Referring expression data
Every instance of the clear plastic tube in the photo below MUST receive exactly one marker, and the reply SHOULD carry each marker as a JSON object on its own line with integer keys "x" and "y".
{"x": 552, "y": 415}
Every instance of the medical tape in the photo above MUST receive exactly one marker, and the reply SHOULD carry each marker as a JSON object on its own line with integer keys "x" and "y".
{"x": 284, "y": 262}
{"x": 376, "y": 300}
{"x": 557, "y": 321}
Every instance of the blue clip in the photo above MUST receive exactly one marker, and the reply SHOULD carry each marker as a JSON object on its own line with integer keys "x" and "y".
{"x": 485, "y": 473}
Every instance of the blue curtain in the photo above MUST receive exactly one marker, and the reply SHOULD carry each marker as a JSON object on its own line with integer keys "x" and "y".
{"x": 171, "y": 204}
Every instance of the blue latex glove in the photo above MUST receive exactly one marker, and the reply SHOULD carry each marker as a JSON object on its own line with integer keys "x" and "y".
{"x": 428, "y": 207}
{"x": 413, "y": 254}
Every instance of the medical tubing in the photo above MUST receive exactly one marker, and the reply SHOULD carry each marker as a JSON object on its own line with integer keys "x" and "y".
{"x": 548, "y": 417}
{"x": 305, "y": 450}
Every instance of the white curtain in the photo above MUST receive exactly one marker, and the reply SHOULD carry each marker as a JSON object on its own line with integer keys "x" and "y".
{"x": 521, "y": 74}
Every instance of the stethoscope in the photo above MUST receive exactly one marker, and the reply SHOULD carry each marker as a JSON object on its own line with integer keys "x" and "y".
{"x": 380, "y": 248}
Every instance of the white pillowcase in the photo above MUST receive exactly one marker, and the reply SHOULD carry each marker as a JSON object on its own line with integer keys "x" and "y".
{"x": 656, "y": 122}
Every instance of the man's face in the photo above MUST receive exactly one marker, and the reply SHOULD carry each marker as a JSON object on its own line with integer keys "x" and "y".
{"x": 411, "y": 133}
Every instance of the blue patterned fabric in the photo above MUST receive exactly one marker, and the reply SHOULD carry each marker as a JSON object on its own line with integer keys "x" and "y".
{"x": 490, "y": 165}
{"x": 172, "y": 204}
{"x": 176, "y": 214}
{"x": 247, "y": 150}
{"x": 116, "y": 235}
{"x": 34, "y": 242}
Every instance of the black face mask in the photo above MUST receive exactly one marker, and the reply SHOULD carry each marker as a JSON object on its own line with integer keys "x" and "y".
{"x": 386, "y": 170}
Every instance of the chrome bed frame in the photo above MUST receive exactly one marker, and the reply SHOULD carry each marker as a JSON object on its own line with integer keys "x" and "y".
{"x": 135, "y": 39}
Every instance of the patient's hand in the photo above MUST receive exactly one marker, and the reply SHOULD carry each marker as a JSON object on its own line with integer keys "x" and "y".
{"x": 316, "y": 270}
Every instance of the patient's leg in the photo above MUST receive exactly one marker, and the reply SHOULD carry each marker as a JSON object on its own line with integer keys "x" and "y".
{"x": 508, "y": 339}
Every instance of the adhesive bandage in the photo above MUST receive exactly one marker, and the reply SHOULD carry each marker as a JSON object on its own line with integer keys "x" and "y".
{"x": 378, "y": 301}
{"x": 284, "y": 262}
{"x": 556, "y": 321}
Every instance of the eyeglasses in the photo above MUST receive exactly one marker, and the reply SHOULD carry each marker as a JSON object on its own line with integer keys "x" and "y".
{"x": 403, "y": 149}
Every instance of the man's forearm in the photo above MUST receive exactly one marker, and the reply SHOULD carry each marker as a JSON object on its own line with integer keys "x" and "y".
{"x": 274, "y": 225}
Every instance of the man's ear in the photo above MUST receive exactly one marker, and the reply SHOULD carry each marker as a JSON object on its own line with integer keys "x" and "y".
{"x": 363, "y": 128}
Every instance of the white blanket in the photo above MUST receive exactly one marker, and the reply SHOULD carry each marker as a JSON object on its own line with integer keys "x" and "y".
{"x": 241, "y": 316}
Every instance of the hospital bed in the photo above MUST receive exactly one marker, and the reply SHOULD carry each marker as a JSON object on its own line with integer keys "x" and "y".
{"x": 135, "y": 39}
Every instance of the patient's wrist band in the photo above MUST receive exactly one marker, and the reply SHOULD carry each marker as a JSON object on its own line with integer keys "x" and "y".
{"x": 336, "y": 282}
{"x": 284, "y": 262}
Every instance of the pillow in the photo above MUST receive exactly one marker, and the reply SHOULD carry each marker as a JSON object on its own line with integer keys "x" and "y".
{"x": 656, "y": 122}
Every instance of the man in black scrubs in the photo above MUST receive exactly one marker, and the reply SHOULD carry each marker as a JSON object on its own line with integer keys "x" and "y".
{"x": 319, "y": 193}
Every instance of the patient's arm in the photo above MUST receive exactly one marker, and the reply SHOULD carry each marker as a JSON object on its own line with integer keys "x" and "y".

# Task details:
Please give each line above again, word for word.

# Result for this exercise:
Every instance of the clear plastic tube in the photo below MUST receive exactly one marker, and the reply SHOULD carry each marker as a JSON object on its own line with integer keys "x" and "y".
{"x": 552, "y": 415}
Every instance of the medical tape in the photo above MUST receive exactly one marker, and the reply SHOULD carry each marker as a JSON object on its own line with integer keys "x" and "y".
{"x": 284, "y": 262}
{"x": 376, "y": 300}
{"x": 557, "y": 321}
Every instance of the blue clip in the photo above MUST receive exactly one marker, and the reply SHOULD carry each marker as a JSON object on its own line with integer keys "x" and "y".
{"x": 485, "y": 473}
Every instance of the blue curtain in the photo above MUST receive exactly one marker, and the reply SHOULD carry each marker as a JSON object on its own line with integer keys "x" and "y".
{"x": 171, "y": 204}
Every instance of the blue latex glove in the photo above MUST receive exactly one marker, and the reply SHOULD carry each marker as a JSON object on its own line with integer keys "x" and "y".
{"x": 428, "y": 207}
{"x": 413, "y": 254}
Every instance of the medical tubing in the photo above MUST receive exactly one marker, and the reply SHOULD carry each marker as a JSON object on its own line with integer keys "x" and "y".
{"x": 548, "y": 417}
{"x": 305, "y": 450}
Every instance of the white curtain in the photo above MUST receive exactly one marker, and the reply SHOULD carry each marker as a JSON object on its own line with integer keys "x" and "y".
{"x": 521, "y": 74}
Every instance of the stethoscope in the photo above MUST receive exactly one marker, and the reply SHOULD carry each marker as a JSON object on its own line with integer keys "x" and "y".
{"x": 380, "y": 248}
Every instance of the white pillowcase in the photo above MUST receive exactly one marker, and the reply SHOULD carry each marker as a JSON object on its own line with integer keys "x" and "y".
{"x": 656, "y": 122}
Every instance of the man's face in the photo above MUST receive exactly one marker, and the reply SHOULD carry each marker as a JSON object on its own line with integer keys "x" and "y".
{"x": 411, "y": 133}
Every instance of the blue patterned fabric in the photo above MUST receive exactly one marker, and the reply SHOULD carry each marker as a JSON object on its own line with integer keys "x" and "y".
{"x": 490, "y": 165}
{"x": 172, "y": 204}
{"x": 176, "y": 214}
{"x": 247, "y": 150}
{"x": 116, "y": 235}
{"x": 34, "y": 242}
Every instance of the black face mask in the photo above MUST receive exactly one marker, and the reply SHOULD carry each marker as a JSON object on its own line with integer keys "x" and "y".
{"x": 386, "y": 170}
Every instance of the chrome bed frame in the photo above MUST receive exactly one marker, and the reply SHOULD carry each marker as a JSON object on its own line with integer keys "x" and "y".
{"x": 135, "y": 39}
Every instance of the patient's hand in the photo above MUST receive exactly one marker, and the reply SHOULD carry each marker as a JSON object on its own line with integer keys "x" and "y".
{"x": 316, "y": 270}
Every instance of the patient's leg in the photo above MUST receive exactly one marker, and the reply SHOULD carry each marker as a JSON object on its own line with integer keys "x" and "y".
{"x": 508, "y": 339}
Every instance of the adhesive bandage in the photo above MUST receive exactly one marker, and the reply SHOULD carry each marker as a JSON object on its own line with integer keys "x" and "y".
{"x": 378, "y": 301}
{"x": 284, "y": 262}
{"x": 556, "y": 321}
Every instance of the eyeglasses in the photo above MUST receive exactly one marker, and the reply SHOULD carry each marker as a JSON object on its own line with integer keys "x" and "y".
{"x": 403, "y": 149}
Every instance of the man's forearm in the photo above MUST receive exactly one marker, and the reply SHOULD carry each marker as a JSON object on its own line with integer keys "x" and "y".
{"x": 274, "y": 225}
Every instance of the man's ear in the photo above MUST receive exactly one marker, and the reply SHOULD carry each marker as a JSON object on its own line with integer keys "x" and "y".
{"x": 363, "y": 128}
Every instance of the white blanket in the photo above MUST receive exactly one marker, and the reply SHOULD carry each marker as a JSON object on its own line with integer keys "x" and "y".
{"x": 241, "y": 316}
Every instance of the hospital bed in the photo above MUST receive exactly one marker, and the reply SHOULD carry each marker as a JSON object on its own line with integer keys "x" and "y".
{"x": 135, "y": 39}
Every instance of the patient's wrist band in the photo above MUST receive exactly one marker, and the reply SHOULD carry each marker as a JSON object on its own line with integer keys "x" and "y".
{"x": 336, "y": 282}
{"x": 284, "y": 262}
Every instance of the pillow in the photo above MUST receive exactly one marker, and the reply SHOULD carry each marker as a JSON object on its own line with integer keys "x" and "y".
{"x": 656, "y": 122}
Every instance of the man in black scrubs in the photo above MUST receive exactly one marker, and the reply SHOULD carry each marker as a JSON object on its own line with integer keys "x" and "y".
{"x": 319, "y": 193}
Every instance of the patient's arm in the photo above MUST receive exactly one marker, and the reply SHOULD carry each marker as a JSON object on its own line with integer keys "x" and "y".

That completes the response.